### Документ
Ян Чохральский

Признаюсь, Чохральским я проникся давно. Лет 40 назад, как минимум. Ровно с тех пор, как оказался в студентах МИСиС. Когда на лекциях по материаловедению полупроводников доцент Дашевский скрупулезно перечислял нам все достоинства метода по выращиванию кремниевых кристаллов имени какого-то неведомого нам то ли чеха, то ли поляка, то ли серба, а может даже немца – некоего Чохральского.
 
Кто это такой был, мы не знали. А преподаватели тоже не углублялись. Более того, как выяснилось впоследствии, не особо жаловали в социалистические времена это имя и на родине талантливого ученого-металлурга –  да, именно в Польше. Вполне возможно, что фамилию Чохральский мы, советские студенты Института стали, а затем инженеры металлургических отраслей, слышали куда чаще, нежели соотечественники выдающегося ученого – поляки.
 
Чохральский в социалистический период был для них закрыт под выдуманным, как выяснилось, теперь предлогом коллаборационизма в годы Второй мировой войны. Её Чохральский пережил лишь на восемь лет, чтобы только через полвека быть полностью реабилитированным. Мало того – быть признанным не только великим польским ученым, но и деятельным борцом польского Сопротивления. Отважным подпольщиком. Так всё в истории с Яном Чохральским постепенно встало на свои места.
 
Главное, впрочем, и так было понятно: Чохральский придумал метод получения кристаллов, который впоследствии сделал революции в мировой электронике. А именно – путем вытягивания кристалла из расплава на специально приготовленную для того затравку. Случилось это открытие в 1916 году. По одной из версий всё произошло случайно. Якобы молодой химик-исследователь немецкой компании AEG Ян Чохральский при проведении очередных опытов с металлами ненароком обронил перо в расплав с оловом, а когда хватился и стал его поднимать, за пером потянулась тоненькая ниточка металла. Ученый решил ее исследовать и обнаружил полученную в ней монокристаллическую структуру. То есть – строго упорядоченное расположение атомов. Так появился первый монокристалл, вытянутый из расплава.

### Предоставленные материалы
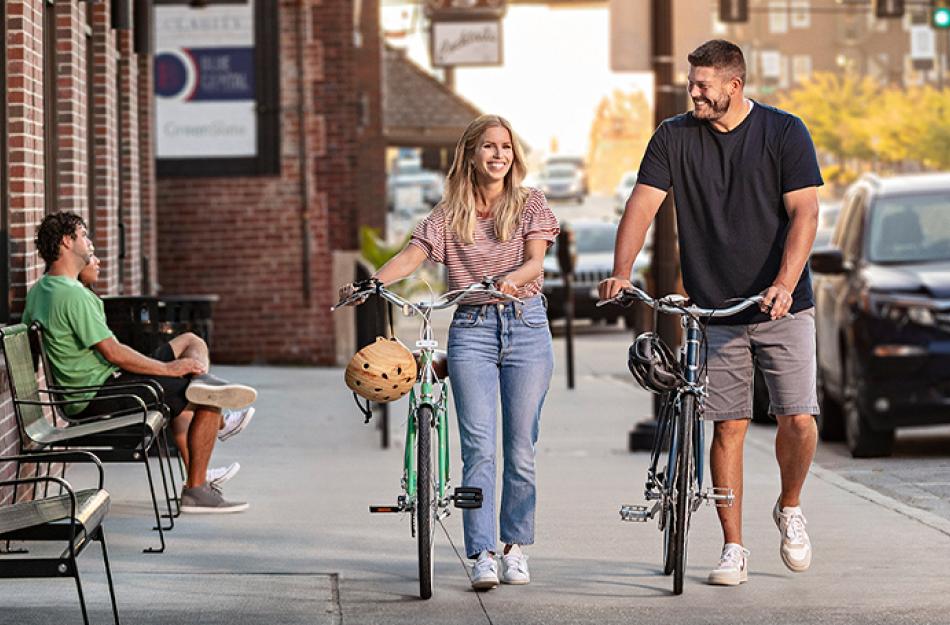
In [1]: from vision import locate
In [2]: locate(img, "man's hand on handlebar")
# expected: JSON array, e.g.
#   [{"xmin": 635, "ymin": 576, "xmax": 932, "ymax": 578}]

### Суть задания
Укажите, пожалуйста, в каком году, согласно тексту о Яне Чохральском, было сделано его открытие метода получения кристаллов.

### Полный ответ
В 1916 году.